___ Texte à lire ___
Par Tristan MARTINE le 12 octobre 2015                      Lien  
L’adaptation fictive en bande dessinée de ce qui est présenté comme l’autobiographie posthume de Winston Smith, un écrivain, aujourd’hui oublié, à la vie romanesque. Un bel album, aux ambiances très réussies.

Les bouquinistes seraient-ils les meilleurs amis des scénaristes français ? C’est en flânant dans les allées de l’un d’entre eux que Pascal Rabaté était tombé par hasard sur Ibicus d’Alexis Tolstoï, dont il avait tiré son chef-d’œuvre du même nom, permettant au monde de découvrir ce roman oublié d’un auteur généralement confondu avec Léon Tolstoï. Quelques années plus tard, Christian Perrissin aurait, à son tour, déniché au hasard d’une discussion avec un vieux bouquiniste à la retraite, un ouvrage autobiographique, dont il entamerait ici l’adaptation en bande dessinée.

Une Vie : Winston Smith (1903-1984). La biographie retrouvée - Par G. Martinez et C. Perrissin - Futuropolis

En réalité, il s’agit ici d’un exercice littéraire, Winston Smith n’ayant pas existé. Le procédé est extrêmement efficace, et, sans l’aide de nos lecteurs, nous aurions continué à prendre pour argent comptant cette histoire bien ficelée. L’autobiographie présentée est d’un genre particulier, puisqu’il s’agit d’une publication posthume.
___
### Exercices à réaliser
• A. Recopiez à l'identique le passage de la critique de l'album sur Winston Smith qui va de « En réalité, il » jusqu'à « d’une publication posthume. ».
• B. Réécrivez de façon plus concise le paragraphe de la critique de l'album sur Winston Smith commençant par « Les bouquinistes seraient-ils », sans perdre ses informations essentielles.
___ Données extraites ___
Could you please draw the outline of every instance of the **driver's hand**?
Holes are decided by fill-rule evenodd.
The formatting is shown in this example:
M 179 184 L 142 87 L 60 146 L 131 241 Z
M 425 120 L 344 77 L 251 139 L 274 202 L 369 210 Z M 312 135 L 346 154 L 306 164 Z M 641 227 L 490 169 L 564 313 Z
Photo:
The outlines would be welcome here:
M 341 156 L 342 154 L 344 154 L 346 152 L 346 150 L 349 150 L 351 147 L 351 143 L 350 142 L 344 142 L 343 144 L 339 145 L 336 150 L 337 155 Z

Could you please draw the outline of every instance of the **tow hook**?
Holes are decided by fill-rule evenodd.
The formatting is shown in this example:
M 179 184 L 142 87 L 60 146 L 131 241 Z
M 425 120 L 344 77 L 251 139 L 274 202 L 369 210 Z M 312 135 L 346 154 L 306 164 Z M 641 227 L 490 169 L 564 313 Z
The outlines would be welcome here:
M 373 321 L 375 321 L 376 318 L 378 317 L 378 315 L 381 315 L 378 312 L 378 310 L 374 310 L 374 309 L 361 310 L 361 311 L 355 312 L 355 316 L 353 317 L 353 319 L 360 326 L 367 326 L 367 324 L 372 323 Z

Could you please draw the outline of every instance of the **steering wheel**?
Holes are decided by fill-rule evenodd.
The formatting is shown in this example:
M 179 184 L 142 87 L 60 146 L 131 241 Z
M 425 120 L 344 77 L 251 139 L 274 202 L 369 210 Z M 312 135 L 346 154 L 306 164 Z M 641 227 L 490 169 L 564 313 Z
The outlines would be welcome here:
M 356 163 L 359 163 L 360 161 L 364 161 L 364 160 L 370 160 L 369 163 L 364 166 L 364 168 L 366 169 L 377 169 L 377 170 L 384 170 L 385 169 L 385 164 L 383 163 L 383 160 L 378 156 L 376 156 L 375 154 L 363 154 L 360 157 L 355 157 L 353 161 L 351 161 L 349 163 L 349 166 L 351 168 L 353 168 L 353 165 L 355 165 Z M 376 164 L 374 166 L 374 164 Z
___
### Réponses attendues
• A.
En réalité, il s’agit ici d’un exercice littéraire, Winston Smith n’ayant pas existé. Le procédé est extrêmement efficace, et, sans l’aide de nos lecteurs, nous aurions continué à prendre pour argent comptant cette histoire bien ficelée. L’autobiographie présentée est d’un genre particulier, puisqu’il s’agit d’une publication posthume.

• B. Les bouquinistes semblent rendre service aux scénaristes français. Chez l'un d'eux, Pascal Rabaté avait découvert par hasard Ibicus d'Alexis Tolstoï, auteur souvent confondu avec Léon Tolstoï. Il en avait tiré son chef-d'œuvre du même nom et révélé ce roman oublié. Quelques années plus tard, au cours d'une discussion avec un vieux bouquiniste retraité, Christian Perrissin aurait à son tour déniché un ouvrage autobiographique, dont il commence ici l'adaptation en bande dessinée.